▶ **Stated goal 1**:
Answer these questions about the simplified model page text, one line each:
(a) What shape is printed for param1_?
(b) What is used in place of t to reconcile the observations and modelling time grid?
(c) Which colormap is passed to imshow?
▶ **Stated goal 2**:
Please list every variable name ending in an underscore that is assigned in the code of the simplified model page text.
▶ **Stated goal 3**:
Continue the simplified model page text from where it stops.

▶ **Page text**:
▼
Luxembourg: Simplified model

png

As discussed previously, since we are doing pixel-by-pixel processing, we can change the 2D spatial data into a 1D flattened array.

param0_ = param0.ravel()
param1_ = param1.ravel()
print(f'param1  shape:  {param1.shape}')
print(f'param1_ shape:  {param1_.shape}')

param1  shape:  (175, 122)
param1_ shape:  (21350,)

print(f'lai shape:    {lai.shape}')
print(f'weight shape: {weight.shape}')

lai shape:    (92, 175, 122)
weight shape: (92, 175, 122)

And the same for the observations and weight but using reshape following the method in 032_More_numpy:

newshape = (lai.shape[0],lai[0].size)
print(newshape)
# reshape 
lai_    = lai.reshape(newshape)
weight_ = weight.reshape(newshape)

print(f'shape of lai  : {lai.shape}')
print(f'shape of lai_ : {lai_.shape}')

(92, 21350)
shape of lai  : (92, 175, 122)
shape of lai_ : (92, 21350)

As with the previous exercise, we need to reconcile the observations and modelling time grid. In this case all we need do is to use doy in place of t.

We will form axes:

(time,image index)

sp = [200.,200.]

t = doy[:,np.newaxis]
p = [param0_[np.newaxis,:],param1_[np.newaxis,:],0.07,sp[0],0.07,sp[1]]
print(f't    shape:  {t.shape}')
print(f'p[1] shape:  {p[1].shape}')

y = simple_dbl_sigmoid_function(sp,p,t)
print(f'y shape:  {y.shape}')

t    shape:  (92, 1)
p[1] shape:  (1, 21350)
y shape:  (92, 21350)

# weighted error
err = (lai_ - y) * weight_
# mean over time
rmse = np.sqrt(np.mean(err*err,axis=0))
print(rmse.shape)


fig, axs = plt.subplots(1,1,figsize=(5,5))
im = axs.imshow(rmse.reshape(lai[0].shape),interpolation="nearest",\
                cmap=plt.cm.inferno_r)
▲
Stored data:
▼
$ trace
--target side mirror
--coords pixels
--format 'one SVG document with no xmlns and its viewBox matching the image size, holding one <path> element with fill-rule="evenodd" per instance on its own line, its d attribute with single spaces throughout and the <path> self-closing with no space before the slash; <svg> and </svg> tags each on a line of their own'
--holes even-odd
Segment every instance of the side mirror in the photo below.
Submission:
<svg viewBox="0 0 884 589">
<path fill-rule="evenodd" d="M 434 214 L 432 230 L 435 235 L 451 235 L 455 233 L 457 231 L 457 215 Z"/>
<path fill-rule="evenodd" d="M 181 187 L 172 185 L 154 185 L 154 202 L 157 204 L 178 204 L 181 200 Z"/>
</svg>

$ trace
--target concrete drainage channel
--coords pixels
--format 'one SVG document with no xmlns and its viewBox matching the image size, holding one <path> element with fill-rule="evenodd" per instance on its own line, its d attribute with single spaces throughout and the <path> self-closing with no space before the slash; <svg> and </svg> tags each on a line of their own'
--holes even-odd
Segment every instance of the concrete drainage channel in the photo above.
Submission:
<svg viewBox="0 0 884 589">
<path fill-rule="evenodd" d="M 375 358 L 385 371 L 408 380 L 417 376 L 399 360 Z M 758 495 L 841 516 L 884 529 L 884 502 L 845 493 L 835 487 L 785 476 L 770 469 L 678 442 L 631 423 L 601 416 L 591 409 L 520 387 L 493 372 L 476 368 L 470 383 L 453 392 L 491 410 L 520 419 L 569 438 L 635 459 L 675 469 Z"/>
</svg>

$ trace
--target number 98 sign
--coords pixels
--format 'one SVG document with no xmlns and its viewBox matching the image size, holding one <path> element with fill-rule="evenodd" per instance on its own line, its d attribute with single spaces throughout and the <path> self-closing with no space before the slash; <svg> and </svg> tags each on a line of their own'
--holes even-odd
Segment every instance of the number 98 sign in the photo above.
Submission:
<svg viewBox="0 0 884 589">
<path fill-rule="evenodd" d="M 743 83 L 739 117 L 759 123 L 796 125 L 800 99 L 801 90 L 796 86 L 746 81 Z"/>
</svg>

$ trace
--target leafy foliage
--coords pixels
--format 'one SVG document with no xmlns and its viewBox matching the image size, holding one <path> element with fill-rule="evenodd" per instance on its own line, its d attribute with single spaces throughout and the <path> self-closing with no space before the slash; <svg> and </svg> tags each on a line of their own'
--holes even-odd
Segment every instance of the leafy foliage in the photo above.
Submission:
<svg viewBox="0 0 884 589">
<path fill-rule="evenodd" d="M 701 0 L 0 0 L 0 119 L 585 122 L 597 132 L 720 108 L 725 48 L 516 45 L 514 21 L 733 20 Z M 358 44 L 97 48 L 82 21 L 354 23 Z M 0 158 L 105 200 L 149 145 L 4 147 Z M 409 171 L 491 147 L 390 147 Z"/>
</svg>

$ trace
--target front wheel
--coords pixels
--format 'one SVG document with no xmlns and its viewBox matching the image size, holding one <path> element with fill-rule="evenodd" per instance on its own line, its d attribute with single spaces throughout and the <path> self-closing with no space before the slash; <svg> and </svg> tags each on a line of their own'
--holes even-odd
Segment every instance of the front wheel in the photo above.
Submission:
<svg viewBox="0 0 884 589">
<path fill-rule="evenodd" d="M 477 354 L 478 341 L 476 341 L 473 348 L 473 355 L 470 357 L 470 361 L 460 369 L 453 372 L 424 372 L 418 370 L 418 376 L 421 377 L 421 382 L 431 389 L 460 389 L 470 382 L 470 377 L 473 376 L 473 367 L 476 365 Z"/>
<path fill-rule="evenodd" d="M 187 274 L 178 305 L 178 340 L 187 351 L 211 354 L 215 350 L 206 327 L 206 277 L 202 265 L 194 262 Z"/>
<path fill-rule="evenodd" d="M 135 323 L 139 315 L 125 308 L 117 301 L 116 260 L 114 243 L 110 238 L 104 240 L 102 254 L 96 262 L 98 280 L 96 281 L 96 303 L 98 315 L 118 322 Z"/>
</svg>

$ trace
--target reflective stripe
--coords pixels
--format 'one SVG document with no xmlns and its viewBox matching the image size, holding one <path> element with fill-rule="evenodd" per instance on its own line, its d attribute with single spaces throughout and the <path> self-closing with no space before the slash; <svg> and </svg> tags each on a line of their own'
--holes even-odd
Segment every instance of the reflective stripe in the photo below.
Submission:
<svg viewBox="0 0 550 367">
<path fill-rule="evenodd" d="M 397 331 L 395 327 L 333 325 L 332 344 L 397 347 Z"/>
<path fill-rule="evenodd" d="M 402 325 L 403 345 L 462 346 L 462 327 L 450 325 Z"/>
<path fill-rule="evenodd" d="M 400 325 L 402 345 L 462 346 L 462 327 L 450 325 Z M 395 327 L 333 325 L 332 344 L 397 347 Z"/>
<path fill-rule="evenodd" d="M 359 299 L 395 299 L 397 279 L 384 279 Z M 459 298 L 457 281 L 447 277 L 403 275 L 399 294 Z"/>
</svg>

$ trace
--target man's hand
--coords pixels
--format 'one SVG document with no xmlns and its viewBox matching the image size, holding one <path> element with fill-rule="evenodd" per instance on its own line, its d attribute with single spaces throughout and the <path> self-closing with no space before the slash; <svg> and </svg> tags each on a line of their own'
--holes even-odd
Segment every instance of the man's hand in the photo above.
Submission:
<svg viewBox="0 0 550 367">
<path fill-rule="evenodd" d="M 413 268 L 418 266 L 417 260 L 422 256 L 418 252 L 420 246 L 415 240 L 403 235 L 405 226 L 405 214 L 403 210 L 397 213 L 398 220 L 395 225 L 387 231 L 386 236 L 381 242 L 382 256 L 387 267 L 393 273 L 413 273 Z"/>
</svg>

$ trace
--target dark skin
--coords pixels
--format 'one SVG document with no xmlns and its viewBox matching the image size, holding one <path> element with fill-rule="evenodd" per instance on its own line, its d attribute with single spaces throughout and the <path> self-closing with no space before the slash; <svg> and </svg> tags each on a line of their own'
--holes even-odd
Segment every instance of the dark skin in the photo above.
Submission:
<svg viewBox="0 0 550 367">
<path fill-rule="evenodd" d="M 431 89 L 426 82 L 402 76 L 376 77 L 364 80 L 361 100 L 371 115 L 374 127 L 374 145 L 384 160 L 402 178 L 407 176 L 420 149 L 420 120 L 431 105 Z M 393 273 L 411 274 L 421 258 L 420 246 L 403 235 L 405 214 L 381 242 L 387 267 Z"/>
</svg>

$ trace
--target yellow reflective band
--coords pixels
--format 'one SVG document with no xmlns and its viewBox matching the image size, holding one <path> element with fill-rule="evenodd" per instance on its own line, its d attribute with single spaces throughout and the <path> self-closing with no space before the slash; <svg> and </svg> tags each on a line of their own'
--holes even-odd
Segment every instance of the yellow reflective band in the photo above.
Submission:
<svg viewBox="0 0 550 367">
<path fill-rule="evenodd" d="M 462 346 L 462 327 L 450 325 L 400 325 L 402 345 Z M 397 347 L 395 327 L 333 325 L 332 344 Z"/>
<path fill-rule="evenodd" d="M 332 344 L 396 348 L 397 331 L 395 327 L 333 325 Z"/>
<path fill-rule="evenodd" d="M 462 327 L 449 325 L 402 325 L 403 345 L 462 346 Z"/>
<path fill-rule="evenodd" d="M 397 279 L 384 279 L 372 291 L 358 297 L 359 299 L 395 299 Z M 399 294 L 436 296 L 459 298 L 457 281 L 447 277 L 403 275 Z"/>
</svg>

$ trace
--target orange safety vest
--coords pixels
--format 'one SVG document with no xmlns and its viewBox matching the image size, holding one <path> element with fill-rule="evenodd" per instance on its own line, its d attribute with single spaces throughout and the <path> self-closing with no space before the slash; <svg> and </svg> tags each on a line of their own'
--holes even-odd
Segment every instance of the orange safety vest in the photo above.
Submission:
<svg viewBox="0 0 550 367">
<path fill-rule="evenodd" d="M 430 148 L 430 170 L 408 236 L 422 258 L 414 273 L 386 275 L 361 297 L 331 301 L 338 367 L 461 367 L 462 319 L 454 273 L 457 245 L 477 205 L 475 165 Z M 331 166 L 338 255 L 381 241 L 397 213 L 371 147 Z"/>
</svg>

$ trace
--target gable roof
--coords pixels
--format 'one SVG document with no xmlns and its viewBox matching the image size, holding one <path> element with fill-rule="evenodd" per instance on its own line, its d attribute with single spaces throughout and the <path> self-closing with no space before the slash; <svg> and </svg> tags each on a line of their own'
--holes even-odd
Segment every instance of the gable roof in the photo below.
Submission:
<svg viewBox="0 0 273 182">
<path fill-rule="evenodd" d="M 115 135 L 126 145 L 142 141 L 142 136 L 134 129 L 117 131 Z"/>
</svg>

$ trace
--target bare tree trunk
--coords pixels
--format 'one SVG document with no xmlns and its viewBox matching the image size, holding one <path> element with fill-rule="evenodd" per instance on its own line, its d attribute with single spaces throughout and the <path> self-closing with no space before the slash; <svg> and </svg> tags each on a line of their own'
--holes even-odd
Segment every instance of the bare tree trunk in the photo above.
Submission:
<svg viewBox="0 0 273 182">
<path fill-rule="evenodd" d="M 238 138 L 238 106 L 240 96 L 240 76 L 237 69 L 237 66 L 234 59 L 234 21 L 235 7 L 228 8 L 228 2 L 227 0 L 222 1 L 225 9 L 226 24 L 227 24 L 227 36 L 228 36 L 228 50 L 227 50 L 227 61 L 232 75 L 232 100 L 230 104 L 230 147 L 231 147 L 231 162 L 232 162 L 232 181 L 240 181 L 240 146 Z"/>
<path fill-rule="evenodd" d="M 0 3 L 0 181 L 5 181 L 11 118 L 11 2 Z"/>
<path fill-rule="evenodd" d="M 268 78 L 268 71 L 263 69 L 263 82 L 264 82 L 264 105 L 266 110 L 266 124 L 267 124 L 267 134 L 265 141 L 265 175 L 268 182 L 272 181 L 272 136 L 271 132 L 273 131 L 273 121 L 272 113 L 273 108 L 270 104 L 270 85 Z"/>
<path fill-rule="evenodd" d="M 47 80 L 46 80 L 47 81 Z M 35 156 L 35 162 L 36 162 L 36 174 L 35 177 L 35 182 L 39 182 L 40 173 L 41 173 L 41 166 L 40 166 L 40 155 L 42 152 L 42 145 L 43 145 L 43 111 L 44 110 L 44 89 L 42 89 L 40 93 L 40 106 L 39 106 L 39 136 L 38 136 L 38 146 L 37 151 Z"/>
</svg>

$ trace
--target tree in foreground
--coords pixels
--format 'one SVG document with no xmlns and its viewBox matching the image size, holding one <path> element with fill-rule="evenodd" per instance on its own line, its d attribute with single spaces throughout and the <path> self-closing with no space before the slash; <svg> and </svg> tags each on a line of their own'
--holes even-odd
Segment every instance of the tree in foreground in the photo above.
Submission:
▲
▶ **Exercise output 1**:
(a) (21350,)
(b) doy
(c) plt.cm.inferno_r

▶ **Exercise output 2**:
param0_, param1_, lai_, weight_

▶ **Exercise output 3**:
axs.set_title(f'RMSE for parameters {sp}')
fig.colorbar(im, ax=axs)

(21350,)





<matplotlib.colorbar.Colorbar at 0x7fc1ea55df10>

png

Let's build a 2-D LUT as previously, and provide a flattened version. We have defined bounds above:

# Use mgrid as previously to define a 2D grid of parameters
sp0min,sp0max,sp0step = 100,250,10
sp1min,sp1max,sp1step = 100,300,10
sp0,sp1 = np.mgrid[sp0min:sp0max+sp0step:sp0step,\
                 sp1min:sp1max+sp1step:sp1step]
sp0_ = sp0.ravel()
sp1_ = sp1.ravel()

print(f'shape of sp0  : {sp0.shape}')
print(f'shape of sp0_ : {sp0_.shape}')

shape of sp0  : (16, 21)
shape of sp0_ : (336,)

We re-process the LAI just to make sure we have it handy and re-shaped:

newshape = (lai.shape[0],lai[0].size)
print(newshape)
# reshape 
lai_    = lai.reshape(newshape)
weight_ = weight.reshape(newshape)

print(f'shape of lai  : {lai.shape}')
print(f'shape of lai_ : {lai_.shape}')

(92, 21350)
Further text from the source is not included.